## Work instructions
Retype the following data exactly, but leave its pictures out.

BEGIN Source material

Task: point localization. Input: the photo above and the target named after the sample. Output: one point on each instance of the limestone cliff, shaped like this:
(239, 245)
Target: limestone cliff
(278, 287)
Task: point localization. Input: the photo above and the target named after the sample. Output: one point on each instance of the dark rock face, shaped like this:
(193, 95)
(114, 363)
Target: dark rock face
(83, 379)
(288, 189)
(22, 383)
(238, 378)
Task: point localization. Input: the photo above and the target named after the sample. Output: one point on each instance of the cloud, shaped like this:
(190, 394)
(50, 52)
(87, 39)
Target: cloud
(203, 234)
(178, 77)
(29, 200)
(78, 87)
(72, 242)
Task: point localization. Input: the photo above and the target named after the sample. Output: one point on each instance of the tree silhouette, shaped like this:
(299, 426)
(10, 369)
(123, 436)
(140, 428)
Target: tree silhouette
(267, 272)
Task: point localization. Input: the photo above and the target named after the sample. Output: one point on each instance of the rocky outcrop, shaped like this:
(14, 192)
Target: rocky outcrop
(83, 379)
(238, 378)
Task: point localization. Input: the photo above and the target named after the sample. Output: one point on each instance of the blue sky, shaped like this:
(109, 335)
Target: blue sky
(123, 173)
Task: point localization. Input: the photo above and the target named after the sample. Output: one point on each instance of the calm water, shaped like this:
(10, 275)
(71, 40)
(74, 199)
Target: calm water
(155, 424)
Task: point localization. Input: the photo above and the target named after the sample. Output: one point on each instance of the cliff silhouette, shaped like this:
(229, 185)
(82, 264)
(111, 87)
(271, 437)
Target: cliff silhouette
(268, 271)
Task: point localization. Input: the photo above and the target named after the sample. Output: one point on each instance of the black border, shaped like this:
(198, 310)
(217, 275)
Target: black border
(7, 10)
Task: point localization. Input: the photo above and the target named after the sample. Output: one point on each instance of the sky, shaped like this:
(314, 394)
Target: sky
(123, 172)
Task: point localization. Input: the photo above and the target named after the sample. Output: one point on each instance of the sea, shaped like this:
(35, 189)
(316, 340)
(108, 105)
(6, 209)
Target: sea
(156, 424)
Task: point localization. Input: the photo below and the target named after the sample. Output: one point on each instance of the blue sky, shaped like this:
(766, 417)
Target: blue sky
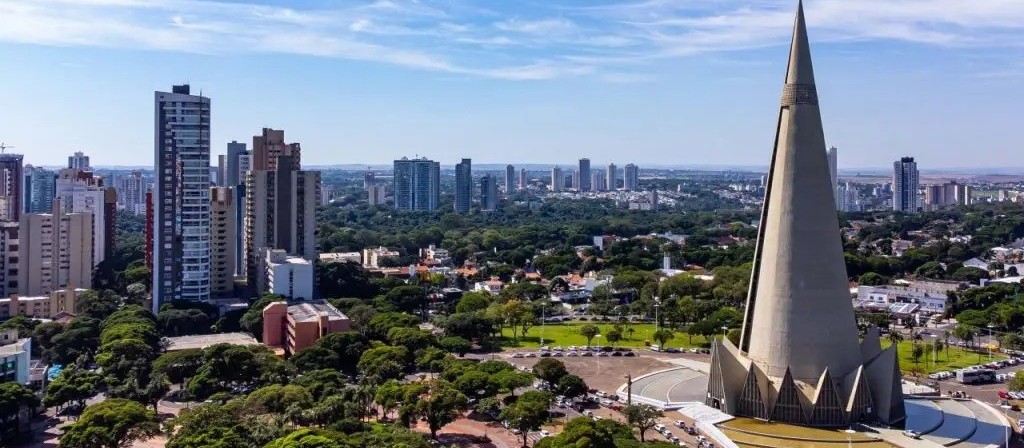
(666, 82)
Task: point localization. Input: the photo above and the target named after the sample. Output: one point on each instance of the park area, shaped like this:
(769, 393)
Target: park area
(564, 334)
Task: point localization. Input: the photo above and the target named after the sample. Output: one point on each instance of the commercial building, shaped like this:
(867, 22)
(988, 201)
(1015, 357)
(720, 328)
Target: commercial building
(79, 161)
(288, 275)
(488, 193)
(82, 191)
(223, 240)
(509, 179)
(905, 185)
(269, 146)
(11, 186)
(40, 188)
(463, 186)
(281, 214)
(290, 328)
(417, 184)
(181, 197)
(372, 258)
(584, 182)
(800, 359)
(631, 178)
(557, 179)
(55, 252)
(15, 355)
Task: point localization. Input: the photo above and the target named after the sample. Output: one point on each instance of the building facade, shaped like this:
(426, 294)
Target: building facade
(631, 178)
(417, 184)
(181, 196)
(223, 240)
(55, 252)
(464, 186)
(905, 185)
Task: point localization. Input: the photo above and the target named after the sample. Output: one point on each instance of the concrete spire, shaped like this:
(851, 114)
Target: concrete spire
(799, 312)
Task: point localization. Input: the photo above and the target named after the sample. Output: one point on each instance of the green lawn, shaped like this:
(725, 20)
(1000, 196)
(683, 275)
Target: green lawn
(565, 334)
(954, 358)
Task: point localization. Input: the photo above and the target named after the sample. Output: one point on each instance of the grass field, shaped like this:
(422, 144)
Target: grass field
(568, 334)
(950, 360)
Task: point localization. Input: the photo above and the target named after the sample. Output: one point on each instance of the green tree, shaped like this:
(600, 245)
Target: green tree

END Source material

## Answer for this exercise
Task: point localization. Input: the photo above and the target named after the sample. Output: one point on each instance of the limestone cliff, shaped like this:
(239, 245)
Target: limestone cliff
(278, 287)
Task: point localization. Input: the photo above and the target named after the sample. Output: one point on each instance of the dark rock face, shaped like this:
(193, 95)
(114, 363)
Target: dark rock face
(83, 379)
(288, 189)
(22, 383)
(238, 378)
Task: point localization. Input: the photo above and the target named after the sample. Output: one point on each instance of the cloud, shaped like this:
(190, 394)
(50, 52)
(87, 39)
Target: cloud
(203, 234)
(178, 77)
(29, 200)
(78, 87)
(72, 242)
Task: point localization. Input: the photo above and the target named after the sample. Output: one point on each instance of the tree silhouette, shaped like this:
(299, 426)
(10, 369)
(123, 436)
(140, 428)
Target: tree silhouette
(267, 272)
Task: point localization. Input: the photo above and the target named after the sample. Output: one point on each instance of the rocky outcrop, shaped like this:
(14, 192)
Target: rocky outcrop
(83, 379)
(238, 378)
Task: point localization. Input: the photo above and the target named after the sample. Output: one point on each instance of the blue sky, shaped like this:
(109, 335)
Target: blue sky
(123, 173)
Task: point localization. Input: the photo above and the target named after the sample. Output: one point on each instance of the calm water, shaped like this:
(10, 275)
(71, 40)
(74, 199)
Target: calm water
(155, 424)
Task: point localization. Input: the photo above and the target named after the sample. Output: one point on each instance of the cliff silhouette, shaped like this:
(229, 185)
(82, 264)
(111, 87)
(271, 437)
Target: cliff silhouette
(268, 271)
Task: point localization. Input: the photo above and the target named after the sample. Output: one point on each instance of the black border, shaped like this:
(198, 310)
(217, 275)
Target: black border
(7, 10)
Task: point localization. Input: the photo above and the target named after the sample. Output: one point on each instance of the sky, shaped like this:
(314, 394)
Target: sky
(123, 172)
Task: point localization. Input: the photo above and the target named after the sample. Output: one point on each instance of the sea, shaped like this:
(35, 189)
(316, 340)
(108, 105)
(6, 209)
Target: sea
(156, 424)
Task: point localization. Input: the photo below and the target named after the sample. Output: one point on each instance of the blue sky, shaped like this:
(766, 417)
Target: blue sky
(666, 82)
Task: point localization. Input: the photo above and the target named after the sample. Output: one point on each instance of the park area, shaped like this:
(769, 393)
Target: park area
(564, 334)
Task: point localization. Input: the photo above and the target named after the sample. Output: one point on each instance of the commercial building, shaped like this:
(867, 22)
(988, 201)
(1015, 357)
(720, 328)
Target: commercial building
(79, 161)
(288, 275)
(488, 193)
(82, 191)
(223, 240)
(509, 179)
(905, 185)
(269, 146)
(11, 186)
(40, 188)
(463, 186)
(281, 214)
(290, 328)
(417, 184)
(181, 197)
(372, 258)
(584, 182)
(800, 359)
(631, 178)
(557, 179)
(55, 252)
(15, 355)
Task: point localization. Input: the photo above and the target named after the sample. Output: one point on each instance of the building facade, shaped like this:
(426, 294)
Target: building facade
(631, 178)
(417, 184)
(181, 196)
(223, 240)
(55, 252)
(464, 186)
(905, 185)
Task: point localization. Input: the photo above and the target named after the sample. Output: one point on each instance of the concrete spire, shaped like this:
(851, 114)
Target: concrete spire
(799, 312)
Task: point localization. Input: the photo above and the target named after the sample. Output: one point on each instance of the green lawn, shaped like this:
(725, 20)
(1000, 196)
(683, 275)
Target: green lawn
(565, 334)
(954, 358)
Task: point localization. Input: the photo above and the target named after the sample. Output: one point on each instance of the grass field, shaped like this:
(422, 144)
Target: grass field
(568, 334)
(950, 360)
Task: point localization. Input: the photo above and the target named after the sample. Output: one point on each instance of the green tree, shaped like this:
(600, 245)
Target: green tree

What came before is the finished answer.